Records provided:
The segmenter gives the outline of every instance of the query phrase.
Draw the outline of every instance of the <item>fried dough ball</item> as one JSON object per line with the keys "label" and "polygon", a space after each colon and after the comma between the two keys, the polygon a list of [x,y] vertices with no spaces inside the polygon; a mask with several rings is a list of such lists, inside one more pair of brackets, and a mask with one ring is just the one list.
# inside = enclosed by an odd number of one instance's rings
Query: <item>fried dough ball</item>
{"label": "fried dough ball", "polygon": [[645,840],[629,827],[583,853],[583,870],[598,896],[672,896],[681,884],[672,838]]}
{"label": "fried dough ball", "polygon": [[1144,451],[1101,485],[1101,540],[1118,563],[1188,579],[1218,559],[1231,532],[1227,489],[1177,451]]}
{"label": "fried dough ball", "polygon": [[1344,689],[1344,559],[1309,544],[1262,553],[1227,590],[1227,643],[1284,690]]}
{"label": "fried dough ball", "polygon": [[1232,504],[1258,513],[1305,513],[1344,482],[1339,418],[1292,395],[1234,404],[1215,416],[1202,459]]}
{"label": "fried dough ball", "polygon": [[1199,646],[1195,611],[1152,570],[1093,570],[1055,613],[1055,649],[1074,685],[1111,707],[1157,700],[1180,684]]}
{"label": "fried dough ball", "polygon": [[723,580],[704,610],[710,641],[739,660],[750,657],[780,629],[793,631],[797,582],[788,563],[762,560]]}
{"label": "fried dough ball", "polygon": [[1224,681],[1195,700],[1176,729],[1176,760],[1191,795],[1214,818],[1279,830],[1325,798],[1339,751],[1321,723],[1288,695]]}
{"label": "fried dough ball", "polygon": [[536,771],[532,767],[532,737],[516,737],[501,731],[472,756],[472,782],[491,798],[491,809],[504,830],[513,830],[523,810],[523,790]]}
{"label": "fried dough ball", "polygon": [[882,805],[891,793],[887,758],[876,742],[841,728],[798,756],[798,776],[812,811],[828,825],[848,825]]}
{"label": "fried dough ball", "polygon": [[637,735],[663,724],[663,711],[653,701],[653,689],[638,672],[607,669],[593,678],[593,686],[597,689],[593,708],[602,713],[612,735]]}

Directions for this task:
Can you reproduce the whole listing above line for line, with every character unchanged?

Problem solution:
The segmenter gives the outline of every instance of the query phrase.
Draw the outline of every instance of the <item>fried dough ball</item> as one JSON object per line with the keys "label" and "polygon", a space after each colon and after the comma between the two keys, the polygon a list of [x,y] vertices with no spaces inside the polygon; a mask with several rings is a list of such lists, inside one more pair of brackets, and a mask with one ring is just the one list.
# inside = enclosed by an odd number of one instance's rings
Query: <item>fried dough ball</item>
{"label": "fried dough ball", "polygon": [[645,840],[629,827],[583,853],[583,870],[598,896],[672,896],[681,884],[672,838]]}
{"label": "fried dough ball", "polygon": [[1144,451],[1101,485],[1101,540],[1118,563],[1188,579],[1218,559],[1231,532],[1227,489],[1177,451]]}
{"label": "fried dough ball", "polygon": [[1344,689],[1344,559],[1309,544],[1262,553],[1227,590],[1227,643],[1284,690]]}
{"label": "fried dough ball", "polygon": [[1232,504],[1258,513],[1305,513],[1344,482],[1339,418],[1292,395],[1234,404],[1215,416],[1202,459]]}
{"label": "fried dough ball", "polygon": [[1199,646],[1195,611],[1152,570],[1093,570],[1055,613],[1055,649],[1074,685],[1111,707],[1157,700],[1180,684]]}
{"label": "fried dough ball", "polygon": [[723,580],[704,610],[710,641],[739,660],[750,657],[780,629],[793,631],[797,582],[788,563],[762,560]]}
{"label": "fried dough ball", "polygon": [[1224,681],[1195,700],[1176,729],[1176,760],[1191,795],[1214,818],[1279,830],[1325,798],[1339,751],[1321,723],[1288,695]]}
{"label": "fried dough ball", "polygon": [[536,771],[532,767],[532,737],[516,737],[501,731],[472,756],[472,782],[491,798],[491,809],[504,830],[513,830],[523,810],[523,790]]}
{"label": "fried dough ball", "polygon": [[882,805],[891,793],[887,758],[876,742],[841,728],[798,756],[798,776],[812,811],[828,825],[848,825]]}
{"label": "fried dough ball", "polygon": [[637,735],[663,724],[663,711],[653,701],[653,689],[638,672],[607,669],[593,678],[593,686],[597,689],[593,708],[602,713],[612,735]]}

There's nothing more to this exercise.